■ **Zu erledigen**
1. Wie viele Aufrufe im Monat erlaubt Google laut dem Forenbeitrag zum Stadtplan auf der Homepage?
2. Ersetze in der Passage des Forenbeitrags zum Stadtplan von "## berlinkw (19." bis einschließlich "im Monat erlaubt." das Wort "Veranstaltungsorte" durch "Spielstätten" und gib die Passage so wieder.
3. Schreibe den Forenbeitrag zum Stadtplan auf der Homepage im selben Ton nach seinem letzten Satz weiter.

■ **Zu lesender Auszug**
##########

# Stadtplan auf HP



## berlinkw (19. Februar 2008)

Hallo
Hoffe ich bin hier in der Rubrik richtig.
Folgendes soll auf unserer HP realisiert werden.
Es gibt verschiedene wechselnde Veranstaltungsorte. diese sollen in mysql eingetragen werden.
Auf der Hauptseite ist die Stadt mit ihren Bezirken zu sehen. Wenn man einen Bezirk gewählt hat kann man sich auf einer Karte die Orte anzeigen lassen.
Soweit die Theorie.
Nun meine frage
Würde das gerne über google-map machen 
aber
mein Problem sind die wechselnden Orte.
Dann hab ich gelesen das google nur 50.000 aufrufe im Monat erlaubt.
wie kann man das dynamisch realisieren?
Für ein oder zwei oder drei Orte währe das ja kein Problem würde dann eben direkt auf google-map gehen und mir den link für die Karten erstellen lasse.

##########

■ **Inhalt des Materials**
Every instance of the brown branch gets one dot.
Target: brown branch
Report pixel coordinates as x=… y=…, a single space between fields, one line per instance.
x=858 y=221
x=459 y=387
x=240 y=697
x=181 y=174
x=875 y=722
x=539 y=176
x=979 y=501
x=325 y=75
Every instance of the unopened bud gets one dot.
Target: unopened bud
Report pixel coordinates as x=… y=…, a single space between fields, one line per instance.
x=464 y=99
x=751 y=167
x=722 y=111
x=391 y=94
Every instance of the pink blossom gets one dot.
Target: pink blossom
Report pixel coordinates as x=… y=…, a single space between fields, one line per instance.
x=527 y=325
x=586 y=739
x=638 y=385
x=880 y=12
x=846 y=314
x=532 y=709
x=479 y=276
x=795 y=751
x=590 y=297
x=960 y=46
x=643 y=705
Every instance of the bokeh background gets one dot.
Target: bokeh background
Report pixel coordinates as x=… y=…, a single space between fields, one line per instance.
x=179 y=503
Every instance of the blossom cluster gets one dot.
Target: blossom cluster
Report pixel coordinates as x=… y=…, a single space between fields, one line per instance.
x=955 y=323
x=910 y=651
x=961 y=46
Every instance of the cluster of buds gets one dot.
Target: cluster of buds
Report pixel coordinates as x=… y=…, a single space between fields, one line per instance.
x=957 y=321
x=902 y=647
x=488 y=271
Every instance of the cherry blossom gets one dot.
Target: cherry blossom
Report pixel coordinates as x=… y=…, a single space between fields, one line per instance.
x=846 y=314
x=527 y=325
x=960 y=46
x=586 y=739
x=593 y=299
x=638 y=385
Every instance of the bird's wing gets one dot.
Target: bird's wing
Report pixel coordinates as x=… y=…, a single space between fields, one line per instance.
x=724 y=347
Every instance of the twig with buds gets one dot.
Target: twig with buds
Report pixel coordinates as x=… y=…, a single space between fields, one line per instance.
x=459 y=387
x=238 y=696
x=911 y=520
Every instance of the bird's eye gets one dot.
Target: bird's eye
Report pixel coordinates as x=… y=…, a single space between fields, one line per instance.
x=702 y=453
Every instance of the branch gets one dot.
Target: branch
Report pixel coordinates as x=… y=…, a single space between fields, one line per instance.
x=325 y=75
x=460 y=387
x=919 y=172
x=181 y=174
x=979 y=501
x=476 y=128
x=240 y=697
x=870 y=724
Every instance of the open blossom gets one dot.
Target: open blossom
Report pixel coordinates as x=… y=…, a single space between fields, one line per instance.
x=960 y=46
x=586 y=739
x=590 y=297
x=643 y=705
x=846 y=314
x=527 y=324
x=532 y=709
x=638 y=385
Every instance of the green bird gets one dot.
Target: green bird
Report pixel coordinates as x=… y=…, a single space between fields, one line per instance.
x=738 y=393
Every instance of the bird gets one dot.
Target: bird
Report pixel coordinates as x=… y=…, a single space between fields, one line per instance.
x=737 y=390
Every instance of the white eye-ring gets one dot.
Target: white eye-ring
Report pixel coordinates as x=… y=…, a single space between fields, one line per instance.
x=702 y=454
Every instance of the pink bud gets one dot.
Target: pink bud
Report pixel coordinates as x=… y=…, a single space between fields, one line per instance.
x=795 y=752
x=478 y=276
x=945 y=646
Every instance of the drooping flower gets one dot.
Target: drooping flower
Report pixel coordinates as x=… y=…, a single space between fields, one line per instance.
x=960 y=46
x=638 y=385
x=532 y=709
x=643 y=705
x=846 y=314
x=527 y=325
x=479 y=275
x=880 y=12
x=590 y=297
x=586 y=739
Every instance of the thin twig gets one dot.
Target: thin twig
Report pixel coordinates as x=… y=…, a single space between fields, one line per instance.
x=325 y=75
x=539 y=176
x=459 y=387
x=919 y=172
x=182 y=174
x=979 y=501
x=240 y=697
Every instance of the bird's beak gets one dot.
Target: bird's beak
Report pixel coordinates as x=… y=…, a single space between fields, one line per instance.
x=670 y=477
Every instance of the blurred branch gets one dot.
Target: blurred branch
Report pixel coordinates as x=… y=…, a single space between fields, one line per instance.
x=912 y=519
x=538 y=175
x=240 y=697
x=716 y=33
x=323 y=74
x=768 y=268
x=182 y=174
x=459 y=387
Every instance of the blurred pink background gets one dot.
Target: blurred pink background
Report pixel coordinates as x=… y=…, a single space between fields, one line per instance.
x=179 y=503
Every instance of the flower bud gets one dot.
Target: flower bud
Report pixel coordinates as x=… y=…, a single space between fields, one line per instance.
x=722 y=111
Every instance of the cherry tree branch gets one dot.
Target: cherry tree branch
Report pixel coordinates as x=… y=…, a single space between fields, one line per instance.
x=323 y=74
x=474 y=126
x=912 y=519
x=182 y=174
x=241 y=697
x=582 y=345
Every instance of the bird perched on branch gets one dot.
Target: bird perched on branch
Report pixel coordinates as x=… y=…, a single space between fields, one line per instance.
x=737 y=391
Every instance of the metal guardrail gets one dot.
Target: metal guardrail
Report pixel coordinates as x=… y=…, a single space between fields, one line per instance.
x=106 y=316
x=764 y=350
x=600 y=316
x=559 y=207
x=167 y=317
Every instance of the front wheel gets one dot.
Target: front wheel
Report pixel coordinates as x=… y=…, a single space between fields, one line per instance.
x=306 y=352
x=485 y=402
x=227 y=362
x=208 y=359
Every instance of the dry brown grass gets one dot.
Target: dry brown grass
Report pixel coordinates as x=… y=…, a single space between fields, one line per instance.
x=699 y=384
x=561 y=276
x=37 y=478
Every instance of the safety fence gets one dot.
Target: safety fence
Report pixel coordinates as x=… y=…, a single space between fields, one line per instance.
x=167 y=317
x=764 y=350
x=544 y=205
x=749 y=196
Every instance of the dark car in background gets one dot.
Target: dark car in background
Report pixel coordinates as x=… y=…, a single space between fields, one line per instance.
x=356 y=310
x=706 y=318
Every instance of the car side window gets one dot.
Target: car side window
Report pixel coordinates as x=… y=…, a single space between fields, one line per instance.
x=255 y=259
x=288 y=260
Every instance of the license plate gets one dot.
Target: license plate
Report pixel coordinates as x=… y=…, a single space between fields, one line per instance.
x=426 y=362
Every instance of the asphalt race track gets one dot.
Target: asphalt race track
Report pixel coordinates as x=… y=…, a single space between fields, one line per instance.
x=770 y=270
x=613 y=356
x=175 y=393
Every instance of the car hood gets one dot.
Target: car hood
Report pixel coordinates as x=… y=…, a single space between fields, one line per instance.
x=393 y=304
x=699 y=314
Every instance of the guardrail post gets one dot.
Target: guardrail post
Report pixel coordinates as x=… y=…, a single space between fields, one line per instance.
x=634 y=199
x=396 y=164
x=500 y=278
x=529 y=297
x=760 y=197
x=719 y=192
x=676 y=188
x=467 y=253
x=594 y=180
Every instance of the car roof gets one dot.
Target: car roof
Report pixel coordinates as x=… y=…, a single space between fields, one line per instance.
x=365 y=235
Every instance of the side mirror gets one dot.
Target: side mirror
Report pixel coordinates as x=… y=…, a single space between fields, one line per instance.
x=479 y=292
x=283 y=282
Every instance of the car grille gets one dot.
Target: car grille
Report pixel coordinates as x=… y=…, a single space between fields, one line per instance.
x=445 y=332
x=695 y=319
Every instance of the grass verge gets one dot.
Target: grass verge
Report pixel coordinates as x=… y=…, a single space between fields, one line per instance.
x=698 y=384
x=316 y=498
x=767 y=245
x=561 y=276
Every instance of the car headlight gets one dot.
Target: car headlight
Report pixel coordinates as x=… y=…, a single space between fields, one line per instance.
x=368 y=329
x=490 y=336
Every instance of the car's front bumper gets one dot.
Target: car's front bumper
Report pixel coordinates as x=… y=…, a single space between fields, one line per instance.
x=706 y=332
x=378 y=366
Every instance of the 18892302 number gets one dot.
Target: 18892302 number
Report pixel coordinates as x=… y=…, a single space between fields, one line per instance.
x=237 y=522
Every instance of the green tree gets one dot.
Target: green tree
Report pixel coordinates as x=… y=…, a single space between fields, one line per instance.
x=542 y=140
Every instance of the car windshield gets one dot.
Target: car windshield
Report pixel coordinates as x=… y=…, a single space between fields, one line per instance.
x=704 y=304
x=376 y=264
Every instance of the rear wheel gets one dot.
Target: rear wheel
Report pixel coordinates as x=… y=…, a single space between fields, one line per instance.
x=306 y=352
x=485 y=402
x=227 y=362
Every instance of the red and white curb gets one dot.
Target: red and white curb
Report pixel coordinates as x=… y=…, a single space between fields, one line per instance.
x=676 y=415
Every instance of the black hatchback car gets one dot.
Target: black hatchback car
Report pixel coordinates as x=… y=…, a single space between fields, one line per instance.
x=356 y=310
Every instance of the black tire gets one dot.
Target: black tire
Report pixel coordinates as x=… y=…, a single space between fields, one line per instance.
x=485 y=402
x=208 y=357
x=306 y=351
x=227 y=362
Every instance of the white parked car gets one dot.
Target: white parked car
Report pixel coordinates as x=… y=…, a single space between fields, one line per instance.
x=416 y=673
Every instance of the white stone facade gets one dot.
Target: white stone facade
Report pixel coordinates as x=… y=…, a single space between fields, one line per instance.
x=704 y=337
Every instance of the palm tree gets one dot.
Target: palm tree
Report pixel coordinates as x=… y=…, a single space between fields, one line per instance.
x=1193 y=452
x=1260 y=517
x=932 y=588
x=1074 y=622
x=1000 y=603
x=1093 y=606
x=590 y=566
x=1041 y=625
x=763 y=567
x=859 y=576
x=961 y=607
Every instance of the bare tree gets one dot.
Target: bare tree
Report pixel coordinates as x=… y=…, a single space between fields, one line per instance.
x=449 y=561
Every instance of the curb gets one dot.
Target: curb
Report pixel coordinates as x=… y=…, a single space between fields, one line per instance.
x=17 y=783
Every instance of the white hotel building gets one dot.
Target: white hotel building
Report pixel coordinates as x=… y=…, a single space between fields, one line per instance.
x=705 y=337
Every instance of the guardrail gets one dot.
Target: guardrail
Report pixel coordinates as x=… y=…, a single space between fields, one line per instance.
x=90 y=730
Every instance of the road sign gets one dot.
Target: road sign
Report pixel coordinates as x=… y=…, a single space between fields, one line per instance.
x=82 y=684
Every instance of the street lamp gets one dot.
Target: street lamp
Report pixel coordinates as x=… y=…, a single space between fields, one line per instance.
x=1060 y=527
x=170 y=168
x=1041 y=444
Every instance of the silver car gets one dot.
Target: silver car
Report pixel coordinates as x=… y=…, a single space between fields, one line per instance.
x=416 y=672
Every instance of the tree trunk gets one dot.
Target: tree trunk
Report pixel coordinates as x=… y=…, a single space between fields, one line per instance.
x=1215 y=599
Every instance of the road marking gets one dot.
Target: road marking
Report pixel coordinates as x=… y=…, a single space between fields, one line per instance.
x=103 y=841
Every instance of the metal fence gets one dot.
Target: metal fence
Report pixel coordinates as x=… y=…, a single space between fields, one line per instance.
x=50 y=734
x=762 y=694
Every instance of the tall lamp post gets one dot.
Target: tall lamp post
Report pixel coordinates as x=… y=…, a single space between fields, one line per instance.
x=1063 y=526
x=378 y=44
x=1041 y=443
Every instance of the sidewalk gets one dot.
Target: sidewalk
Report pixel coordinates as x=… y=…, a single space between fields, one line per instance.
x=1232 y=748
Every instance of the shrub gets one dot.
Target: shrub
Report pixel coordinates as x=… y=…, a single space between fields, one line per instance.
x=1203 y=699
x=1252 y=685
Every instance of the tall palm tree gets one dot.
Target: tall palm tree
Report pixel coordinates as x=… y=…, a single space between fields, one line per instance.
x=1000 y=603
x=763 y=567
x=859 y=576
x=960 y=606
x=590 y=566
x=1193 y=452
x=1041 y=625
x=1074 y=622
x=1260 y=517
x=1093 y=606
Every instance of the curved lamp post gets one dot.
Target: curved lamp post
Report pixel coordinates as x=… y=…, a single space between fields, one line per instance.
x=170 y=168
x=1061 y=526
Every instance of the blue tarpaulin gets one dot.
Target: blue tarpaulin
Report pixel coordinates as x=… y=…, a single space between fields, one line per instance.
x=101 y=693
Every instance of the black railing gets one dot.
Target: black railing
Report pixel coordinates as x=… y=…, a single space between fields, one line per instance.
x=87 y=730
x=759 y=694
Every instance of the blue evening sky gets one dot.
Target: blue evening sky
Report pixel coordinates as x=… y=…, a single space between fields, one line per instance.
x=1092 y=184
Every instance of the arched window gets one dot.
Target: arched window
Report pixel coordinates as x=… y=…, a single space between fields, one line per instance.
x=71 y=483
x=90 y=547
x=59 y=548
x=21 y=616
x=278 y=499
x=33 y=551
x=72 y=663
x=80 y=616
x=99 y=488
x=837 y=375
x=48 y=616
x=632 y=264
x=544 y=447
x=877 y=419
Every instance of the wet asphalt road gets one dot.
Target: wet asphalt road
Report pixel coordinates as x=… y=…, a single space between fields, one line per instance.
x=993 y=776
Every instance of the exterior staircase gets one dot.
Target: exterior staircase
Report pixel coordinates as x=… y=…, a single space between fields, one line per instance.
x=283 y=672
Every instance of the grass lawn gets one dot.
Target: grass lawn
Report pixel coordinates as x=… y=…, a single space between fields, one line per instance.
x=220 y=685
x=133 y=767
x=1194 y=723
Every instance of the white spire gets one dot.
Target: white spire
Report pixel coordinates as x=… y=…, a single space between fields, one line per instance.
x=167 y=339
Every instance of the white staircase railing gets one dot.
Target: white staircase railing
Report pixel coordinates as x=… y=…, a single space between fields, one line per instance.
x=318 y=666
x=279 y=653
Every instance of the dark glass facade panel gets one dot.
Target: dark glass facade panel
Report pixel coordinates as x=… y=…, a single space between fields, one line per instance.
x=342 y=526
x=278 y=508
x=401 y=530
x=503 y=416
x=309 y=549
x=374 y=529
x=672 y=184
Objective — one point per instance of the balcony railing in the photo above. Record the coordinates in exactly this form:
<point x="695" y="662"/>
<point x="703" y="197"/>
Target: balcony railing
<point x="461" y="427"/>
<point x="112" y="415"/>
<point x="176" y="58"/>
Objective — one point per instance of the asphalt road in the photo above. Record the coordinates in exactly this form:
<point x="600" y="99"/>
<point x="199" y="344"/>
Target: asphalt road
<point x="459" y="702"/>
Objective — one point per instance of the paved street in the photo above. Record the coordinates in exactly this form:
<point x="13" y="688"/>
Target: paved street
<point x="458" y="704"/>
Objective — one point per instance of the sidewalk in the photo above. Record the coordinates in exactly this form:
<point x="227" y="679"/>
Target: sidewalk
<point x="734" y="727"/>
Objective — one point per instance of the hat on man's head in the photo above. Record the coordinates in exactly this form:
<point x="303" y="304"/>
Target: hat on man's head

##########

■ **Ergebnisse nacheinander**
1. Google erlaubt 50.000 Aufrufe im Monat.

2.
## berlinkw (19. Februar 2008)

Hallo
Hoffe ich bin hier in der Rubrik richtig.
Folgendes soll auf unserer HP realisiert werden.
Es gibt verschiedene wechselnde Spielstätten. diese sollen in mysql eingetragen werden.
Auf der Hauptseite ist die Stadt mit ihren Bezirken zu sehen. Wenn man einen Bezirk gewählt hat kann man sich auf einer Karte die Orte anzeigen lassen.
Soweit die Theorie.
Nun meine frage
Würde das gerne über google-map machen 
aber
mein Problem sind die wechselnden Orte.
Dann hab ich gelesen das google nur 50.000 aufrufe im Monat erlaubt.

3.
Nur brauch ich das für einige 100 orte.
Hat jemand eine Idee?
es muss ja nicht google sein wenn jemand noch was andres kennt nur her damit.
bin für jede Anregung dankbar.
Mit freundlichen Grüßen berlinkw


----------



## Remme (24. Februar 2008)

Moin, also ich benutze auf einer Internetseite joomla mit so nem Immobilienmodule da kann wird dann automatisch nach der adresse in einem Fenster der Kartenauschnitt gezeigt. Wie bei immoscut oder so. Kannst es dir ja vielleicht nach deinen Wünschen anpassen.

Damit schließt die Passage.